What is needed
Among the records below, find the lines with the word "building" and copy them.

[Saved data entries]
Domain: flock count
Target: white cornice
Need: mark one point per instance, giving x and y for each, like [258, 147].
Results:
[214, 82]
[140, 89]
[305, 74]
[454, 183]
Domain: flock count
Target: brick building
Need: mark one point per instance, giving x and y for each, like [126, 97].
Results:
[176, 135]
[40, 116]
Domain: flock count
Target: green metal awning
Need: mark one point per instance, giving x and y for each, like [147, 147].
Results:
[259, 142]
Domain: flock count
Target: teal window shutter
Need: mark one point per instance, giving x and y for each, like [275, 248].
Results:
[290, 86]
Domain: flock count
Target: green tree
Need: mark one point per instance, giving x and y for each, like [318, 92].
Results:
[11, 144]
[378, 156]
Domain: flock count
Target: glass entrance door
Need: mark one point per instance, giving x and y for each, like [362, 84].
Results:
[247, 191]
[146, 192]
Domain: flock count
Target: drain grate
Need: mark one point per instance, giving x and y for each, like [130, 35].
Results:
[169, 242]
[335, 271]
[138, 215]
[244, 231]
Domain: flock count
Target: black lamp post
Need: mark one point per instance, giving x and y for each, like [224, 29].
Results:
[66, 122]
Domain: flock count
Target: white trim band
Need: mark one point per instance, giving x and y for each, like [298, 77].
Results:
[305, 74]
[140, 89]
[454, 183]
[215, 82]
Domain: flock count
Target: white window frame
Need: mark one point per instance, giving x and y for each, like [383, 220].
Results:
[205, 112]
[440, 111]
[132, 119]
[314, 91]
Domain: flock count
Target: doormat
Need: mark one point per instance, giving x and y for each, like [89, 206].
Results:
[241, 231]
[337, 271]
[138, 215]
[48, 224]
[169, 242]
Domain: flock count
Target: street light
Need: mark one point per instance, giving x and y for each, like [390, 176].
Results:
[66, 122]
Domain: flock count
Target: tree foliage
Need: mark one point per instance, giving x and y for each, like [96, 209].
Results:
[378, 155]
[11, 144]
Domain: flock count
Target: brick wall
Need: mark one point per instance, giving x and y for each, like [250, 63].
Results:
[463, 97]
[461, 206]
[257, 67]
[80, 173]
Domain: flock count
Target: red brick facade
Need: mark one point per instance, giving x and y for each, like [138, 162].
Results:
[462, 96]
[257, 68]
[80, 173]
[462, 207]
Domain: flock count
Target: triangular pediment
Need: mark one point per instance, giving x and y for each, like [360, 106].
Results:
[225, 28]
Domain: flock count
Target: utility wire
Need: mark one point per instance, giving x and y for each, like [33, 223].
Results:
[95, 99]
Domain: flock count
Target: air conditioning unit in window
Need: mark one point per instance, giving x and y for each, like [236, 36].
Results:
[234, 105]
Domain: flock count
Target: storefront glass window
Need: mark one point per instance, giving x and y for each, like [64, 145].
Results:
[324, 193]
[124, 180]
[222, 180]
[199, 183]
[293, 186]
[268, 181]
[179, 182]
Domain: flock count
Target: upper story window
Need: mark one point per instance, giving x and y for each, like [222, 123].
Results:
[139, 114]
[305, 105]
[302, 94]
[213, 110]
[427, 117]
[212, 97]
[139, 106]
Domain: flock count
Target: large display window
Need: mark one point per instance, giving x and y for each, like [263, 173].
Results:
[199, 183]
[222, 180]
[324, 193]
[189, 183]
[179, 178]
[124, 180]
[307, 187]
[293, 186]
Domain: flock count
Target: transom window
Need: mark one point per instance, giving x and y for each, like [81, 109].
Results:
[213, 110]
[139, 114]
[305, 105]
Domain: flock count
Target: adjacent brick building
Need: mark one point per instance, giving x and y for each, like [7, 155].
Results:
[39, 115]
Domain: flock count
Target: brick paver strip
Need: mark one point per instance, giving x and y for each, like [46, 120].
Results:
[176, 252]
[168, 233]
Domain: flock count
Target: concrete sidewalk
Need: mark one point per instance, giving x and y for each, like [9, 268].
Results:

Reply to the task
Target: brick building
Target: adjacent brick building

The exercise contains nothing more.